# [TEXT SEGMENT]
The Battle of the Saints is the annual cricket contest between St. Joseph's College and St Peter's College in Colombo, Sri Lanka, which typically takes place in March. Inaugurated in 1933 by the Rectors of St.Joseph's and St. Peter's, the matches receive significant media and supporter attention, with the 2016 match being the 82nd encounter. The teams compete for the Reverend Father Maurice Legoc Trophy, named after the tournament's founder. 
For the past 82 matches, St. Joseph’s college have recorded 12 wins, while the Peterites have registered 10. The rest of the matches have ended up as a draw with no wins for either team. In 2008 St. Joseph’s college won the match, which ended a 35-year drought, and in 2010 St. Peter’s won the match after 32 years. 
In the series the highest score is recorded by St Joseph’s college, which is 382, made back in 1982, led by Ken Serpanchy, while St. Peter’s college best being 345 for 9 in 1938 under Percy Perera.

The lowest score was recorded by St. Peter's College in 1972 when they were bowled out for just 36. St Joseph’s college recorded their lowest score of 56 in 1938.

In the limited overs encounter Joes have bowled the Peterites thrice for less than 100 and the Peterites are yet to bowl the Josephians out for less than 100.

In the 42nd Annual 50 overs encounter Peterite batsman Hashan Wanasekera played a match-winning knock of 118 runs that set a record stand of 152 runs for any wicket for the Bambalapitiya school erasing the previous best partnership of 143 runs between Angelo Perera and Chathura Peiris in 2009. His partner was Lakshina Rodrigo who made 61. 

The lowest total in the shorter format is also recorded by St. Peter's when they were bowled out for 58 runs in 2003 in response to St. Joseph's College score of 217, which incidentally is the highest winning margin.

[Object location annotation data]
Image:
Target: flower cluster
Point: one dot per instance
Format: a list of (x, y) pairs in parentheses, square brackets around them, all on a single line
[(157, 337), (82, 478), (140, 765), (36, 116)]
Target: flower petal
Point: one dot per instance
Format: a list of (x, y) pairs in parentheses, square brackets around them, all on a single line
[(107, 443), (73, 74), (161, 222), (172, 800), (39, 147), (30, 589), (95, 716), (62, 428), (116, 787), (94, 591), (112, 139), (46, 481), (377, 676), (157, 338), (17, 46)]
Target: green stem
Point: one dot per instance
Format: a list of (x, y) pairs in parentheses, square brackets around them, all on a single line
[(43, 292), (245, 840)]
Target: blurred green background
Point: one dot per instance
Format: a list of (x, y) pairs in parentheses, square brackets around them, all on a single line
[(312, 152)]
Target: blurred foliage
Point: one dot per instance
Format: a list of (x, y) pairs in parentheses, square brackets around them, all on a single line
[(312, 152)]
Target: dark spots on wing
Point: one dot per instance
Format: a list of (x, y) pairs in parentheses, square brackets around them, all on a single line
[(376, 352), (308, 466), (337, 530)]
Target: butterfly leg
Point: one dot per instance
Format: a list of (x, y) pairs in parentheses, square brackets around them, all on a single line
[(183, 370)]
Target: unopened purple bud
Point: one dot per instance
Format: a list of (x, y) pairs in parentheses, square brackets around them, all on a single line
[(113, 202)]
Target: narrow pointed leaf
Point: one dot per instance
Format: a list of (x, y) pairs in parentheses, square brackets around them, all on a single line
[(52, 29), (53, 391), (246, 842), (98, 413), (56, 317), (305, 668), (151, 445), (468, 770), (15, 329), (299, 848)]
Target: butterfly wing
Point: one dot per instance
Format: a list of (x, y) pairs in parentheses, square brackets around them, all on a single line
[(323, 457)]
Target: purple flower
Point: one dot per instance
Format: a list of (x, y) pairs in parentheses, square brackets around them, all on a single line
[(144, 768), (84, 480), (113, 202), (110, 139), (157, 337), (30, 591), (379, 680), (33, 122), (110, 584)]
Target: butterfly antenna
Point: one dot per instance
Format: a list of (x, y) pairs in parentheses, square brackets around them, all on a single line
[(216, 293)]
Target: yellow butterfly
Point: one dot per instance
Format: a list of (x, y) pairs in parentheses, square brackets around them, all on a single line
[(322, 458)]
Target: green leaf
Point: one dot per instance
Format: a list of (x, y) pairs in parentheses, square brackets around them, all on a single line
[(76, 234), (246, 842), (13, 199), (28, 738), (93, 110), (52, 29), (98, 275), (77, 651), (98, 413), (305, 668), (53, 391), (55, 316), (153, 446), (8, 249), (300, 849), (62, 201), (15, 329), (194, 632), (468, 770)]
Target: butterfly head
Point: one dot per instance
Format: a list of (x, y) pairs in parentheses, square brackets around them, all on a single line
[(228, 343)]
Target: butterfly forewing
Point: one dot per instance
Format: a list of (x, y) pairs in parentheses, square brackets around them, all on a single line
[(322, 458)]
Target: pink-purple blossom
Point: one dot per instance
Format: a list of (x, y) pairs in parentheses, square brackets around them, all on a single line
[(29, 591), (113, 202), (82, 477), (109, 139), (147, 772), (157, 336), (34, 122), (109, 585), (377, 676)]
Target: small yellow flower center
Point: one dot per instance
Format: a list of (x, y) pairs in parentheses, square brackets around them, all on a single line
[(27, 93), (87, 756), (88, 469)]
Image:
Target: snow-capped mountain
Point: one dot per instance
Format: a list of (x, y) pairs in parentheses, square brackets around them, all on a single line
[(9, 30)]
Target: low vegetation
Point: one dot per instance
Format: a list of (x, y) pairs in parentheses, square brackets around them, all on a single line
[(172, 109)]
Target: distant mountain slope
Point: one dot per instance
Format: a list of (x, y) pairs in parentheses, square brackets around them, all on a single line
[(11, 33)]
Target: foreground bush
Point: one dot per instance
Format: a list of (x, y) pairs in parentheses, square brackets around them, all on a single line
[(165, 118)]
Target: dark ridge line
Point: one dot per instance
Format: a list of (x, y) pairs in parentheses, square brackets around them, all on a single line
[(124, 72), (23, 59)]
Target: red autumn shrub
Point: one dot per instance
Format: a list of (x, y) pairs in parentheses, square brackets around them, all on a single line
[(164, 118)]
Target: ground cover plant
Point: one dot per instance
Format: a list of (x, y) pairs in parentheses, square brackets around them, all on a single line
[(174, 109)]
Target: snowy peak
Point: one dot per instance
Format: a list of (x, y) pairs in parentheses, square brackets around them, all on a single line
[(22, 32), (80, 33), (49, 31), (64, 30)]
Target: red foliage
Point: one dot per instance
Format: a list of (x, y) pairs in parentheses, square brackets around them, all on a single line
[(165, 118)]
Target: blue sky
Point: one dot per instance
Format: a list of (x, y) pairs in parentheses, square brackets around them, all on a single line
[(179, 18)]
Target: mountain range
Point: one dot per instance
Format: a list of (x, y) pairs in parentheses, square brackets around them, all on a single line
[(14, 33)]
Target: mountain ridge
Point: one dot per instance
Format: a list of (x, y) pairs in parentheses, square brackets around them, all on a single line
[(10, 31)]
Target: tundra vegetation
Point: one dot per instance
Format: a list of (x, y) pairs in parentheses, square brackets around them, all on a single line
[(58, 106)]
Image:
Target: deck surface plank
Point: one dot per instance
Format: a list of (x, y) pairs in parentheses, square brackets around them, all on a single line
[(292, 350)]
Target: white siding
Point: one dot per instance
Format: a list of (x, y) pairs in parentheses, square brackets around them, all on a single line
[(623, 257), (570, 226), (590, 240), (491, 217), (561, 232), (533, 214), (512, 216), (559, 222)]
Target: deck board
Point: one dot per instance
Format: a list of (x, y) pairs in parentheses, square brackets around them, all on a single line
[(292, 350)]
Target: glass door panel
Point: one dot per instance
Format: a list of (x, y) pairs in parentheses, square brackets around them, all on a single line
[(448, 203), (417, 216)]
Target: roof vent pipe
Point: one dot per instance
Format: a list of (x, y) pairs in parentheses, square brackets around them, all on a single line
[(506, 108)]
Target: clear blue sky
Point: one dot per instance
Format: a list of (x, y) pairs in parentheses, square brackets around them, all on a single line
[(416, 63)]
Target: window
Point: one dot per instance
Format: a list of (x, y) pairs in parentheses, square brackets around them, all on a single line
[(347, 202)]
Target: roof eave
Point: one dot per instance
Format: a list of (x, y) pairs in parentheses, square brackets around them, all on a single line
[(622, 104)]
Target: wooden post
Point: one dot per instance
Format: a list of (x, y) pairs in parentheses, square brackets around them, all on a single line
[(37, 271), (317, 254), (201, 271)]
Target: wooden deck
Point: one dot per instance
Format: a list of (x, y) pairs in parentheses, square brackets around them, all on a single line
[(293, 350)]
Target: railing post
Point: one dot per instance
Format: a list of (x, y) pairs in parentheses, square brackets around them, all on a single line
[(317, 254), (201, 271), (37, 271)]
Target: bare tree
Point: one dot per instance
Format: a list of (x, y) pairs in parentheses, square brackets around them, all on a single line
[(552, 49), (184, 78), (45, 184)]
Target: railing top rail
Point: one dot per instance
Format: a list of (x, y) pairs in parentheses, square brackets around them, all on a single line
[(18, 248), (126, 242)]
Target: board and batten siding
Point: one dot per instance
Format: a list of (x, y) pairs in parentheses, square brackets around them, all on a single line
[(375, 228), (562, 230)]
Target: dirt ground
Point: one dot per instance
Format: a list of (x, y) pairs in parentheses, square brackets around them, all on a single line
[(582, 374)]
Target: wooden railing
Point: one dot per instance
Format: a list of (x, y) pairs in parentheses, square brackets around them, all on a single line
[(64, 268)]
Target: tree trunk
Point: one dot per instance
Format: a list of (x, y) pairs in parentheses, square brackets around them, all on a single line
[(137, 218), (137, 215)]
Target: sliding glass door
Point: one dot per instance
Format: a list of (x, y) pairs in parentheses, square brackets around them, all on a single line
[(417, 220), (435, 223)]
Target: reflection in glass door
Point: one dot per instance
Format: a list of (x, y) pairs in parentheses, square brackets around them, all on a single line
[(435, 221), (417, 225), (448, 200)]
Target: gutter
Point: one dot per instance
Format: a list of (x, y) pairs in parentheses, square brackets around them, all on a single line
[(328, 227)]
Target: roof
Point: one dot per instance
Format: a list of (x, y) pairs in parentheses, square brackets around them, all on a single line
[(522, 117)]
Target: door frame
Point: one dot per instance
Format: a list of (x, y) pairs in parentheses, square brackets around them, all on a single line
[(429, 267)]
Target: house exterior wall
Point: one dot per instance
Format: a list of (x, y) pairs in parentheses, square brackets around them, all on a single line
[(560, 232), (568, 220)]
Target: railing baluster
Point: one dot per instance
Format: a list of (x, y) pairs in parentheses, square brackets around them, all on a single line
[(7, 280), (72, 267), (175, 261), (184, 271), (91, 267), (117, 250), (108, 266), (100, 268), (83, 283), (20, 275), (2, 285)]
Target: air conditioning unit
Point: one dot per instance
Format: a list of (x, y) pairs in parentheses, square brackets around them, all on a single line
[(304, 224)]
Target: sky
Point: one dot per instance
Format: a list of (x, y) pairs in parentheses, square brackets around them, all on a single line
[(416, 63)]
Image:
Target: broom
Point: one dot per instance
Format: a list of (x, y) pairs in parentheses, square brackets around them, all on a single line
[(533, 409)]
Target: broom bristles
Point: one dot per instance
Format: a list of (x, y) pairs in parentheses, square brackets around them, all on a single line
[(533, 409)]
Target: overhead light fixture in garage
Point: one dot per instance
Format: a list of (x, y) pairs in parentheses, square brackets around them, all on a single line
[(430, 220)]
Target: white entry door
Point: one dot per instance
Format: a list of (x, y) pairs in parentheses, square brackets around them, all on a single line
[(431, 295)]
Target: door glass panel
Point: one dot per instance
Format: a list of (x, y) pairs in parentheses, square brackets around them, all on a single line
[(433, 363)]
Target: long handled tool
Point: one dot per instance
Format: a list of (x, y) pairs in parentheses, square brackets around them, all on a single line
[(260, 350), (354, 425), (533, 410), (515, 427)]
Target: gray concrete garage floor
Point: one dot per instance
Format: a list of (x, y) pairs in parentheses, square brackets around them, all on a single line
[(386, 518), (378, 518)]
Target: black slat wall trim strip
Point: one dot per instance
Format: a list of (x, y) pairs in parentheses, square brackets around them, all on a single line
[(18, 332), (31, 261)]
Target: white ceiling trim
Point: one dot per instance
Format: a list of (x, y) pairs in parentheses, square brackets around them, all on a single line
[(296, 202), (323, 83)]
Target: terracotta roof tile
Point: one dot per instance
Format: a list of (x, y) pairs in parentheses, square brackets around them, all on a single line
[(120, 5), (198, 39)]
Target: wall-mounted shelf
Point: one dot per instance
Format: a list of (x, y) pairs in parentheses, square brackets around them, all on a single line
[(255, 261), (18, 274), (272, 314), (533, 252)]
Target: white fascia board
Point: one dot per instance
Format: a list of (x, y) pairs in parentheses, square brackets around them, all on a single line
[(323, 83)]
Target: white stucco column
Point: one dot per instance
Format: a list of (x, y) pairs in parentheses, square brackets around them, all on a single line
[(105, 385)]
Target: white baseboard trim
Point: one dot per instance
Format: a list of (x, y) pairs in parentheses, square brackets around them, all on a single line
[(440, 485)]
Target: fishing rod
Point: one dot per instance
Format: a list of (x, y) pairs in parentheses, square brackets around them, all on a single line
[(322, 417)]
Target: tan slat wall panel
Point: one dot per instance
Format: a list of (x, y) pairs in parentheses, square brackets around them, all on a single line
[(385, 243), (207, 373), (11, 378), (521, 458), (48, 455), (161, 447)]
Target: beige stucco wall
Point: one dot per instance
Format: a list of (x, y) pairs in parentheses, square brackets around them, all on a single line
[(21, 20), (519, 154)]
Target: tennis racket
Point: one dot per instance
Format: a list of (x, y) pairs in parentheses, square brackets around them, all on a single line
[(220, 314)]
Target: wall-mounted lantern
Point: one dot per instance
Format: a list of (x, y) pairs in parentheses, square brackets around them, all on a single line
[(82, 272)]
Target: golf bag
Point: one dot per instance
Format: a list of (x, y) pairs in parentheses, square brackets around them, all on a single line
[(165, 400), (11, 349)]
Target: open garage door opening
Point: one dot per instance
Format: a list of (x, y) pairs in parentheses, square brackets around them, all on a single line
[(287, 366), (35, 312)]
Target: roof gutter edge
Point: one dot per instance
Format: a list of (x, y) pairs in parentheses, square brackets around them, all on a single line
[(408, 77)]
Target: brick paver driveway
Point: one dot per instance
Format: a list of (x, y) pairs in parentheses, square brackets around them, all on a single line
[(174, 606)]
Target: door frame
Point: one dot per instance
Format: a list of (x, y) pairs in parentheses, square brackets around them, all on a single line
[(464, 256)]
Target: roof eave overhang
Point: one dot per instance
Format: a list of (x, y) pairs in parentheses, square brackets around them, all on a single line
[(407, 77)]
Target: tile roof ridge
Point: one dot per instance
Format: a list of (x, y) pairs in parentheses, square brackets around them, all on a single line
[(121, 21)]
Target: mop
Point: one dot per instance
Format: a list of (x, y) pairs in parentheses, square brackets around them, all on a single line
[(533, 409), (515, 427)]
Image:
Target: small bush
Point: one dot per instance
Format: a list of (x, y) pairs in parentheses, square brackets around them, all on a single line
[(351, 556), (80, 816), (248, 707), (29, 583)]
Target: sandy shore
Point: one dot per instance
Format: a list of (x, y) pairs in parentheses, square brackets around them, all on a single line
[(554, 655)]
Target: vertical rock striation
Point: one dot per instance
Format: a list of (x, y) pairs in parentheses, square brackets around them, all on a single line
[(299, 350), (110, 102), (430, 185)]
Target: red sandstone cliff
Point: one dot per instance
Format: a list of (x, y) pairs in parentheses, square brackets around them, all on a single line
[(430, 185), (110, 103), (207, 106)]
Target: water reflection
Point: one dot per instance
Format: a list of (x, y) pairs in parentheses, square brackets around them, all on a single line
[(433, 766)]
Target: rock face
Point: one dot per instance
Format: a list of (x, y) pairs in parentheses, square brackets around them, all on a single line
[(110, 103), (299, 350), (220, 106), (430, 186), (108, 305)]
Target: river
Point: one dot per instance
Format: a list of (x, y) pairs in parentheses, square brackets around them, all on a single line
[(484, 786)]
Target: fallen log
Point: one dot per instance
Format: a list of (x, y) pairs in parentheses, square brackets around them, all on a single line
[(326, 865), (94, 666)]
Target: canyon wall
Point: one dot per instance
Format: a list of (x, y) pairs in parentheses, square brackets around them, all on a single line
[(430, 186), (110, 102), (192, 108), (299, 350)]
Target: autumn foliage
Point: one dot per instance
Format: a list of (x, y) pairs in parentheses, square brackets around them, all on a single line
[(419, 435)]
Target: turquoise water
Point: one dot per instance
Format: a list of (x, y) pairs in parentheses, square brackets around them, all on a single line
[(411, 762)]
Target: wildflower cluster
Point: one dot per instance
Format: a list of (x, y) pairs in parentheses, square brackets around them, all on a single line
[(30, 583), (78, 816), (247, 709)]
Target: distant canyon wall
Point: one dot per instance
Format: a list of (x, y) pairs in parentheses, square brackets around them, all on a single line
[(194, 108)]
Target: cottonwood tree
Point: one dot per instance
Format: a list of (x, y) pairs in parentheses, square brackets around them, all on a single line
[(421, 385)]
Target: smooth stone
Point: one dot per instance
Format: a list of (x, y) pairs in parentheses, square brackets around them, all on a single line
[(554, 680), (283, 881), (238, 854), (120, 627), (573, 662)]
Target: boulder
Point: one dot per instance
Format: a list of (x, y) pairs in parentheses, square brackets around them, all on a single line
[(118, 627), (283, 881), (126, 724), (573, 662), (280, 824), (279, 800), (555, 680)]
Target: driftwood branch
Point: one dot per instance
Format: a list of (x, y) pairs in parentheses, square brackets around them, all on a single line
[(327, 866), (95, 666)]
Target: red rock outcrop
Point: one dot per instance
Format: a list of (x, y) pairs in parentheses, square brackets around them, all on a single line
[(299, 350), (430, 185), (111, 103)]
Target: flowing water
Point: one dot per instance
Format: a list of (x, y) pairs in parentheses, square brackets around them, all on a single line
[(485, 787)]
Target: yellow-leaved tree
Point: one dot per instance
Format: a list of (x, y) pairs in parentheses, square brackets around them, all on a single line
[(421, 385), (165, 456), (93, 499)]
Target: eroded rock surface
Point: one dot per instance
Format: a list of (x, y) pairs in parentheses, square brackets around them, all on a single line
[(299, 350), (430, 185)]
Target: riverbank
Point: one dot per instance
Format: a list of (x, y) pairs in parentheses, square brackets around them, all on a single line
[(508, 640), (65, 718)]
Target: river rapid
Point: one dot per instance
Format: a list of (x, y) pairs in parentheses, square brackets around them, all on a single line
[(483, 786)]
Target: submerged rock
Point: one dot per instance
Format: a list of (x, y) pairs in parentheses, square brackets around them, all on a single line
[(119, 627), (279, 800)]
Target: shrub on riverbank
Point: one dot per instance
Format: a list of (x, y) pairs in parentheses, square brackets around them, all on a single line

# [SET PROBLEM 1]
In the Battle of the Saints text, what trophy do the two teams compete for?
# [SET PROBLEM 2]
Output the passage of the Battle of the Saints text starting with "In the 42nd" and going on through "highest winning margin.".
Rely only on the Battle of the Saints text.

# [WORKED SOLUTION 1]
The Reverend Father Maurice Legoc Trophy.

# [WORKED SOLUTION 2]
In the 42nd Annual 50 overs encounter Peterite batsman Hashan Wanasekera played a match-winning knock of 118 runs that set a record stand of 152 runs for any wicket for the Bambalapitiya school erasing the previous best partnership of 143 runs between Angelo Perera and Chathura Peiris in 2009. His partner was Lakshina Rodrigo who made 61. 

The lowest total in the shorter format is also recorded by St. Peter's when they were bowled out for 58 runs in 2003 in response to St. Joseph's College score of 217, which incidentally is the highest winning margin.